Reproduce every one of the following entries verbatim, changing nothing.

┄┄┄┄┄┄

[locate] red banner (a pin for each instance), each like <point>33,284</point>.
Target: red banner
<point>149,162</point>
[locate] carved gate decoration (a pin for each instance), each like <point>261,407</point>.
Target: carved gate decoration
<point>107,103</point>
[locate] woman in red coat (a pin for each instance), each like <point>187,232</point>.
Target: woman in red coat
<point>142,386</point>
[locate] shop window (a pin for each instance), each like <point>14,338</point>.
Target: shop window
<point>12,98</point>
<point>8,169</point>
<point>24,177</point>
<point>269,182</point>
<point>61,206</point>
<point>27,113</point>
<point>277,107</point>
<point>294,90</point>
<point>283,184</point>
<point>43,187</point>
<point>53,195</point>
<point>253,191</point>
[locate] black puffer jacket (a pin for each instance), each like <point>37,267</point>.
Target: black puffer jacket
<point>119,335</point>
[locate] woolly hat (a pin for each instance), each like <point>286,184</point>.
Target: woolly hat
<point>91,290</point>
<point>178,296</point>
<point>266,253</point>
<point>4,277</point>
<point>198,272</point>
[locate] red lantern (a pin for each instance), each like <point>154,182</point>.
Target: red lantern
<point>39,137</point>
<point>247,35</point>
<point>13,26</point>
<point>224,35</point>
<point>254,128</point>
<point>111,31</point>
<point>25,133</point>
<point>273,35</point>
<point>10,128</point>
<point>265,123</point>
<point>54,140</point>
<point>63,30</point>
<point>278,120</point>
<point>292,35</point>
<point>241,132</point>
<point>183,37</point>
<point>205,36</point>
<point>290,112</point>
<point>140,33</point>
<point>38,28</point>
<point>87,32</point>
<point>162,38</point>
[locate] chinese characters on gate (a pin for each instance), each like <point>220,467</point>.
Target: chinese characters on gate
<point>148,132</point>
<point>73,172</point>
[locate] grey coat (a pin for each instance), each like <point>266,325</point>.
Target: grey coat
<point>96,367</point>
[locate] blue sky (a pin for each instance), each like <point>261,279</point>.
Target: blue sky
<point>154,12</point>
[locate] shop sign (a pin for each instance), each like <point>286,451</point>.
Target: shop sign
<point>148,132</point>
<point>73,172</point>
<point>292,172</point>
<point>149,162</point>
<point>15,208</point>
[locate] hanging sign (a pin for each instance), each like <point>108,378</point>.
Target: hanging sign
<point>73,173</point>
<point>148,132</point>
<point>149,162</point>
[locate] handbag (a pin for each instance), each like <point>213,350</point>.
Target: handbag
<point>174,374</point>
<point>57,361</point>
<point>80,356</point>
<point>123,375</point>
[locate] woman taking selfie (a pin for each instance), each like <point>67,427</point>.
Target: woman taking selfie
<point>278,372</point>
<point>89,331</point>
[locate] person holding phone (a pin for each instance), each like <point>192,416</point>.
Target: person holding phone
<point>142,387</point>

┄┄┄┄┄┄

Reply -
[locate] red banner (a pin for each instance), each like <point>33,284</point>.
Target: red banner
<point>149,162</point>
[locate] carved gate decoration (a pin for each instance), each like <point>261,407</point>.
Target: carved gate decoration
<point>107,103</point>
[locate] woman in red coat (a pin for each instance), each like <point>187,232</point>.
Target: woman in red coat
<point>142,386</point>
[locate] shop window (a pin for each instance), each like <point>14,338</point>.
Target: shop window
<point>12,98</point>
<point>8,169</point>
<point>24,177</point>
<point>269,182</point>
<point>61,206</point>
<point>27,113</point>
<point>277,107</point>
<point>294,90</point>
<point>283,184</point>
<point>43,187</point>
<point>53,195</point>
<point>253,191</point>
[locate] black puffer jacket (a pin for each instance), each like <point>37,267</point>.
Target: black puffer jacket
<point>119,335</point>
[locate] woolly hat (a pin for each instance), each like <point>286,184</point>.
Target: woolly hat
<point>91,290</point>
<point>178,296</point>
<point>266,253</point>
<point>4,277</point>
<point>198,272</point>
[locate] red lantern (a pin for each instance), each like <point>154,182</point>.
Target: red lantern
<point>39,137</point>
<point>247,35</point>
<point>13,26</point>
<point>224,35</point>
<point>254,128</point>
<point>111,31</point>
<point>25,133</point>
<point>273,35</point>
<point>10,128</point>
<point>265,123</point>
<point>54,140</point>
<point>63,30</point>
<point>278,120</point>
<point>292,35</point>
<point>241,132</point>
<point>183,37</point>
<point>205,36</point>
<point>290,112</point>
<point>140,33</point>
<point>38,28</point>
<point>87,32</point>
<point>162,38</point>
[locate] chinese characters on gate (a pin for each instance), each like <point>220,467</point>.
Target: chinese characters on gate
<point>148,132</point>
<point>73,172</point>
[locate] grey coat (a pin for each instance), each like <point>266,325</point>.
Target: grey coat
<point>96,367</point>
[locate] blue sky (a pin for each instance), each like <point>261,279</point>.
Target: blue sky
<point>154,12</point>
[locate] shop sign (a pin for each instance), each like <point>286,451</point>.
Target: shop sign
<point>148,132</point>
<point>73,172</point>
<point>292,172</point>
<point>149,162</point>
<point>15,208</point>
[locate] hanging sign (a pin for each instance), each like <point>108,378</point>.
Target: hanging sign
<point>73,173</point>
<point>148,132</point>
<point>149,162</point>
[locate] handbag (a pin for each instance), each like <point>213,350</point>.
Target: handbag
<point>174,374</point>
<point>57,361</point>
<point>80,356</point>
<point>123,375</point>
[locate] woman taking selfie (a pin for each instance), each like <point>67,427</point>.
Target: woman taking selfie
<point>278,372</point>
<point>89,331</point>
[locate] person holding phone (a pin for each instance), each like <point>192,416</point>.
Target: person holding phone
<point>142,387</point>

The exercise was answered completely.